PROVIDED PASSAGE:
George Sackville opened his operation in 1898, and called it the
Hartney Brick and Delft Company. Located east of town, the operation
produced what was called a white brick (actually the buff colour we
think of). Sackville burned his first kiln in July and the last in
November of that first year, and continued for three years to ship
brick over the Northern Pacific and Manitoba Railway line to points
throughout southern Manitoba.
William Kirkland, who had worked for Sackville since 1899, took over
that yard in 1901. Kirkland`s first kiln of 80,000 bricks was burned in
May of 1902, and the lot went into the new A.E. Hill and Company
building then under construction. In May of 1905 the Star commented on
the “fine and inexhaustible deposit of clay” that was being worked by
Kirkland’s steam brick machine. A 1907-1908 Dominion Government report
on the Kirkland yard found that it sat on 15 acres and produced 30,000
bricks per day, with 10 men employed. The 1907 output was said to be
one million bricks. The operation’s last commissions came in 1913-14,
and were whoppers, with millions of bricks shipped to Regina for use in
the new Legislative Building.
Harry Payne, was also a stonemason and
carpenter.

WORK TASK 1:
In the Hartney brickmaking text, translate "The 1907 output was said to be one million bricks." into Spanish.
WORK TASK 2:
Proceed with the text on brickmaking in Hartney, continuing from its final sentence.
The lines that come next have no connection to the text on brickmaking in Hartney.

(Collected data)
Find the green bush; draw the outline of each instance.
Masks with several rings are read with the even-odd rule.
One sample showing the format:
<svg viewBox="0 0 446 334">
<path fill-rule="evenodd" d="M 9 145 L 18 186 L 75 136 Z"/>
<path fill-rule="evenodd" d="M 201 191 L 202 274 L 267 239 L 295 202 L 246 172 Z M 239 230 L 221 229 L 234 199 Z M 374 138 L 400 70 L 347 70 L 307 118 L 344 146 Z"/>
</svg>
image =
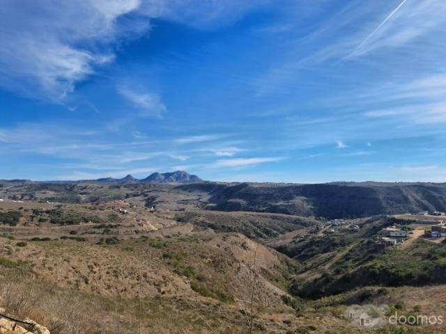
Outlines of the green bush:
<svg viewBox="0 0 446 334">
<path fill-rule="evenodd" d="M 0 212 L 0 223 L 8 224 L 10 226 L 15 226 L 19 223 L 21 216 L 22 212 L 20 211 Z"/>
<path fill-rule="evenodd" d="M 201 285 L 198 282 L 192 282 L 190 283 L 190 287 L 195 292 L 198 292 L 201 296 L 205 297 L 212 297 L 213 294 L 209 289 L 208 289 L 206 286 Z"/>
</svg>

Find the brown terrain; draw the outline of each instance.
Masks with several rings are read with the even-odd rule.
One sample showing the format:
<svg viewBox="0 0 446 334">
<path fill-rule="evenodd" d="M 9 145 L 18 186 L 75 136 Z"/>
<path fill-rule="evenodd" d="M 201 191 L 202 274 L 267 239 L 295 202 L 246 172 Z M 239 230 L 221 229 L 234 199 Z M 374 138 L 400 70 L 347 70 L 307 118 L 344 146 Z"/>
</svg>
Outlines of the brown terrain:
<svg viewBox="0 0 446 334">
<path fill-rule="evenodd" d="M 407 216 L 352 218 L 330 227 L 314 216 L 210 210 L 205 193 L 221 186 L 184 186 L 0 188 L 3 314 L 32 319 L 51 333 L 86 334 L 139 328 L 353 333 L 357 328 L 344 311 L 364 303 L 384 303 L 405 315 L 446 316 L 444 243 L 426 239 L 416 222 L 401 223 Z M 75 202 L 63 202 L 67 196 Z M 415 229 L 401 247 L 374 244 L 384 226 L 400 223 Z M 429 250 L 420 255 L 422 249 Z M 438 266 L 431 276 L 440 278 L 425 285 L 414 280 L 423 271 L 417 267 L 422 258 Z M 390 269 L 380 267 L 387 261 L 393 263 Z M 403 267 L 406 262 L 416 266 Z M 341 283 L 347 262 L 352 278 L 346 285 Z M 387 268 L 389 277 L 401 271 L 409 276 L 401 276 L 401 284 L 357 282 L 355 276 L 369 277 L 370 268 Z M 1 331 L 2 321 L 6 328 L 0 315 L 0 333 L 8 333 Z M 443 330 L 437 324 L 369 331 Z"/>
</svg>

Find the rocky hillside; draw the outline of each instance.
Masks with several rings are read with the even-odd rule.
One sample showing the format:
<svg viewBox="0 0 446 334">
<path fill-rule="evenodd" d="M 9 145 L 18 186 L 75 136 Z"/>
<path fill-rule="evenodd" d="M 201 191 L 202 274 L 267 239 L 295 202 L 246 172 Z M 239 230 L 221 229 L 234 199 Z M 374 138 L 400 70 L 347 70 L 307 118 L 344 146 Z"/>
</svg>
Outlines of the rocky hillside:
<svg viewBox="0 0 446 334">
<path fill-rule="evenodd" d="M 76 182 L 0 181 L 0 198 L 62 203 L 130 200 L 173 211 L 254 212 L 307 217 L 354 218 L 446 211 L 446 184 L 321 184 L 203 182 L 185 172 L 154 173 L 144 180 Z"/>
<path fill-rule="evenodd" d="M 180 187 L 203 191 L 201 184 Z M 252 211 L 327 218 L 446 211 L 444 184 L 230 184 L 208 193 L 206 209 Z"/>
</svg>

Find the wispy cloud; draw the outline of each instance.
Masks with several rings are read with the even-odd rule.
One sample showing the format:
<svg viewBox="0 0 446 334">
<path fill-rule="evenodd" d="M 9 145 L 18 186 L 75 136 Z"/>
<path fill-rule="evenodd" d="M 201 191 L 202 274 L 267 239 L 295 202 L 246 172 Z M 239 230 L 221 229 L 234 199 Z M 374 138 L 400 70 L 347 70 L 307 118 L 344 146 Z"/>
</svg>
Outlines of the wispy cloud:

ANSWER 1:
Se dijo que la producción de 1907 fue de un millón de ladrillos.

ANSWER 2:
The
Small Manitoba Brick Yard
Manitoba is geologically blessed with thousands of clay deposits,
hundreds of which have been exploited over the past 150 years for brick
manufacture. The “Golden Age” of this aspect of Manitoba’s building
history was from 1880 to 1912, the period when Hartney’s operations
flourished.
Manitoba brick operations varied greatly in size, productivity,
quality, sophistication and longevity. Research by the Province’s
Historic Resources Branch (HRB) reveals that there were about 60 major
clay sites and about 175 brick manufacturing plants that provided the
billions of bricks that were required for Manitoba’s major building
boom of the late 19th and early 20th centuries. That research also
reveals that William Kirkland’s was an important site, one of 12 of its
size and duration outside Winnipeg, St. Boniface and Portage la
Prairie, the major centres for brick manufacture in this province.
Information on brick manufacture in Manitoba is sketchy (the details of
industrial operations were not often covered in local newspapers) and
so it is only possible to provide a sense of typical operations based
on imaginative extrapolation of information from the HRB report.
First off, the work was hard. That probably goes without saying in the
late 1800s and early 1900s, when even with steam and horse power there
was still a large measure of manual labour. And it was long – 10 hour
days. The pay was modest, about $2/day, but it was steady, at least for
the duration of the season, usually from May (when the frost left) till
August or September.
Even small yards had up-to-date technologies, at least for the
brick-forming part of the operation. Steam-powered brick-makers often
turned out 15 to 20,000 bricks per day and therefore about 100,000 in a
week. A major physical aspect of a typical operation featured the large
covered drying sheds that new bricks were laid into.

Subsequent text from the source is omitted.